*** Exercise passage ***
4 Lessons Every Startup Can Take Away From Failed Product Launches

PHOTO CREDIT: Getty Images

No one likes to fail.

But as the founder of a startup, I've had to get comfortable with the fact that not every product my company brings to market will be a home run.

No matter how much time, money, and thought our team at ThirdLove puts into developing new products, some of them simply don't sell as well as we had hoped. And this is totally natural. Some products really resonate with customers while others turn out to be duds.

Fortunately, failure can provide an incredible opportunity for learning and growth.

The way you and your team respond to failure is key since it's part of what drives your roadmap for future product development. Analyzing what works and what doesn't helps you figure out what to change, where to go, and how to improve.

Here are four things I've discovered that can increase your chances of a smooth product launch:

1. Every product must have a story.

You can have the best product, but if your customers don't know about it or understand it, it simply won't sell.

The key to both is aligning your product and marketing so you can show it in a compelling way. Share how and why you designed it, how it's different or better, and what features set it apart.

Sometimes, this is difficult to do. For example, we had a really beautiful black bra with a lace overlay on the cup. But because the bra and lace were dark, it was really hard to see the pattern of the lace in photos and videos. We even experimented with editing the images so people could see the contrast. Ultimately, though, we decided not to sell it.
*** Data for processing ***
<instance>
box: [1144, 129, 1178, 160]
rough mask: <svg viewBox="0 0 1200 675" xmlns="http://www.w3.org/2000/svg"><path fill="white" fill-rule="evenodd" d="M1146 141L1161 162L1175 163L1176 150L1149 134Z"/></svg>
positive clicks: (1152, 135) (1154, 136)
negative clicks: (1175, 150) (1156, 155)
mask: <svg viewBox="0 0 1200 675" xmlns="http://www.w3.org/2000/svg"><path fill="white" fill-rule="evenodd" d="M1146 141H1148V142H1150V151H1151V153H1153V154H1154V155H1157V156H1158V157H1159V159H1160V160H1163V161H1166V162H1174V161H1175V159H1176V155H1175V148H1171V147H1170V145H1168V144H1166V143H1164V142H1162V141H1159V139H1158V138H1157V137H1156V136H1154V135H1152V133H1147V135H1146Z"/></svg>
***
*** Data for processing ***
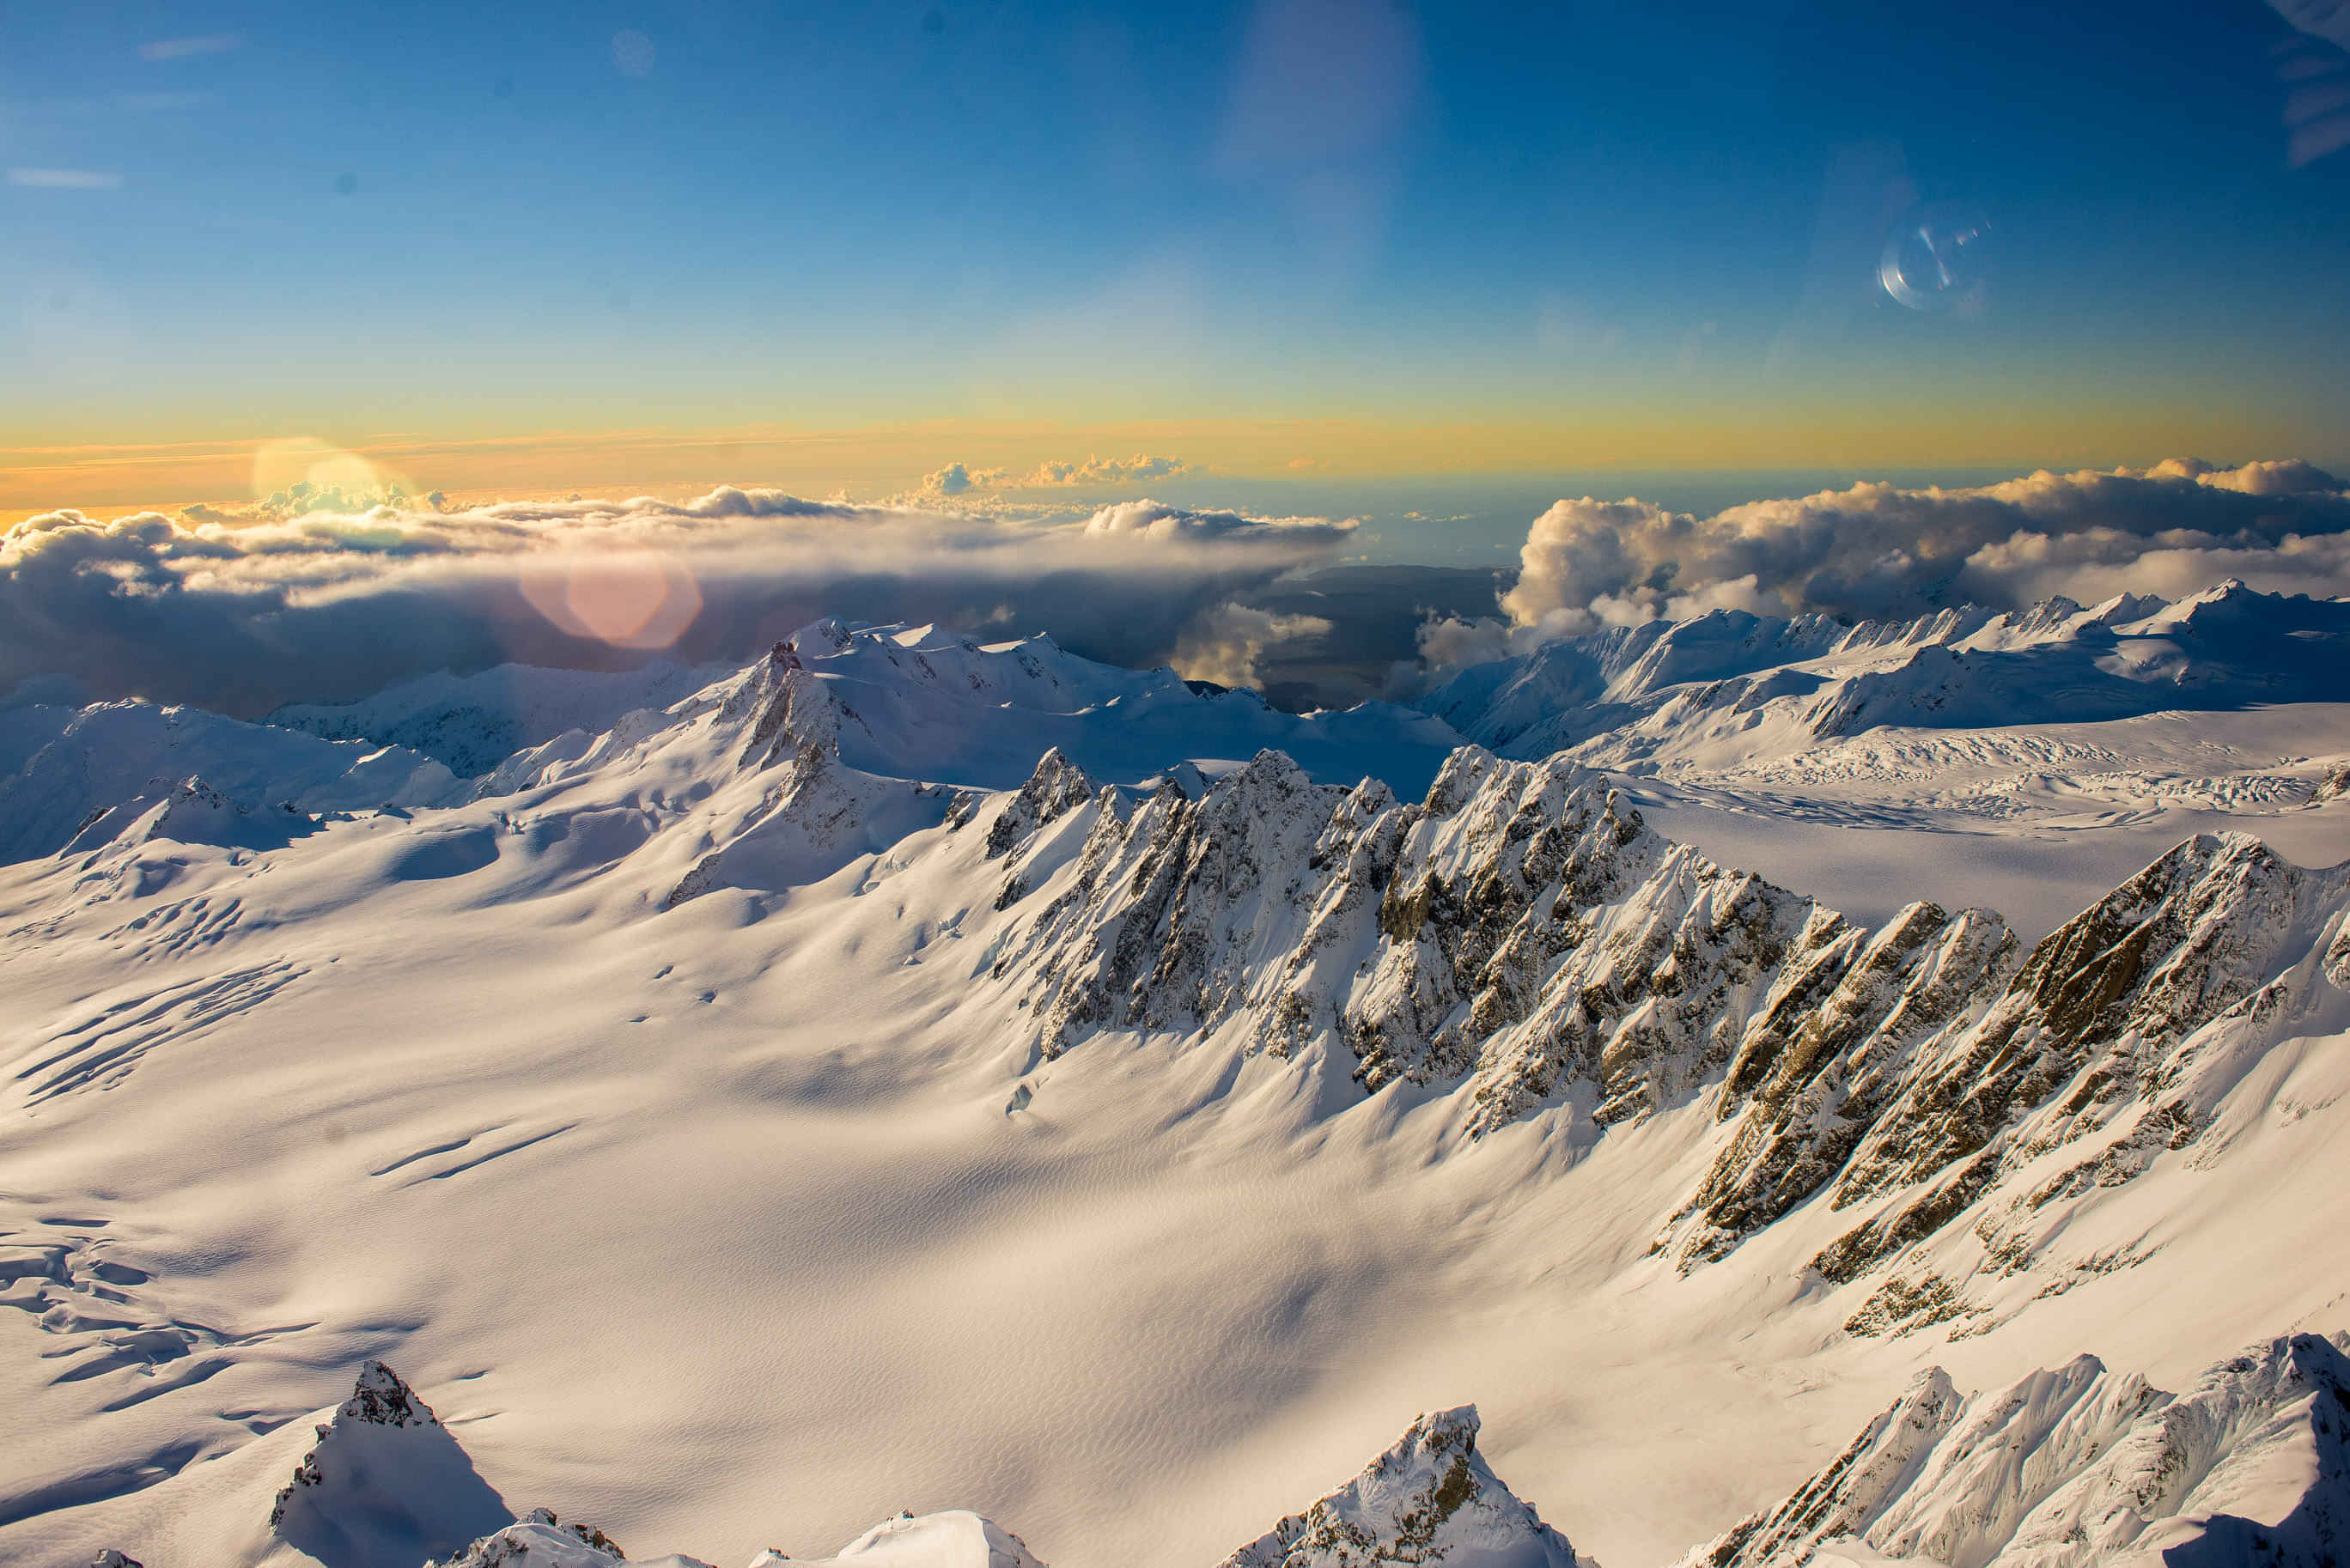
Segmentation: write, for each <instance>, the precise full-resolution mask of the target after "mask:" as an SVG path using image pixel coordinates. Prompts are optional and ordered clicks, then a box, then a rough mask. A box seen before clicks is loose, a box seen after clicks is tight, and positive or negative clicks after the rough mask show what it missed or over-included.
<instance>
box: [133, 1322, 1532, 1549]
***
- **What to work on**
a. Reproduce the lines of the listing from the line containing "Segmentation: write, for" through the line containing "box: [133, 1322, 1532, 1549]", including both of those lines.
b. Carry on the article about lessons from failed product launches, starting after its final sentence.

- **Results in order**
a.
Segmentation: write, for each <instance>, the precise full-resolution mask of the target after "mask:" as an SVG path using image pixel coordinates. Prompts are optional and ordered clicks, then a box, then a rough mask. A box seen before clicks is loose, a box seen after clicks is tight, and positive or negative clicks after the rough mask show what it missed or over-included.
<instance>
box: [133, 1322, 1532, 1549]

b.
If customers can't see a product's features, they can't understand it. And if they can't understand it, they won't buy it. But when you tell your product's story in a way that's cohesive and consistent with your brand, customers are more likely to understand how it fits their needs.

2. Always test with your customers to prevent overbuying.

Many people think one of the worst sins in business is to run out of inventory and turn away customers. But in the short term, it's actually a good thing to sell out of a product.

Having something out of stock proves a product's worth, creates demand, and assures you that it will sell again once you get more in stock. Surprisingly, we found this out when our lounge bra sold out in less than a month. Through this, we realized that "sleep lounge" is not a secondary product for us--it's actually a core product. And within the next few months, we'll have it back in stock, permanently.

It can be difficult to predict which products will be a hit. Sometimes you're right, most times you're wrong. So try not to invest too much up front in something that might fall flat.

3. Not every product is a winner.

When you launch new products or categories, you can plan all you want. But you never really know what will do well. Even my predictions are often wrong.

If you're a new company, it's good to test a handful of products to find what works. In 2014, when we launched our first product line, we actually offered seven bras. Big mistake. We overextended ourselves. But we immediately saw that one item, our 24/7 bra, dominated. So we scrapped the other six bras. We spent the next few years selling just the 24/7 bra (and iterations of it). Today, it's still our core product.

By trying new things and figuring out what customers connect with, you can determine your future roadmap for product development. Just remember, not everything you try will work.

4. You can always iterate and improve.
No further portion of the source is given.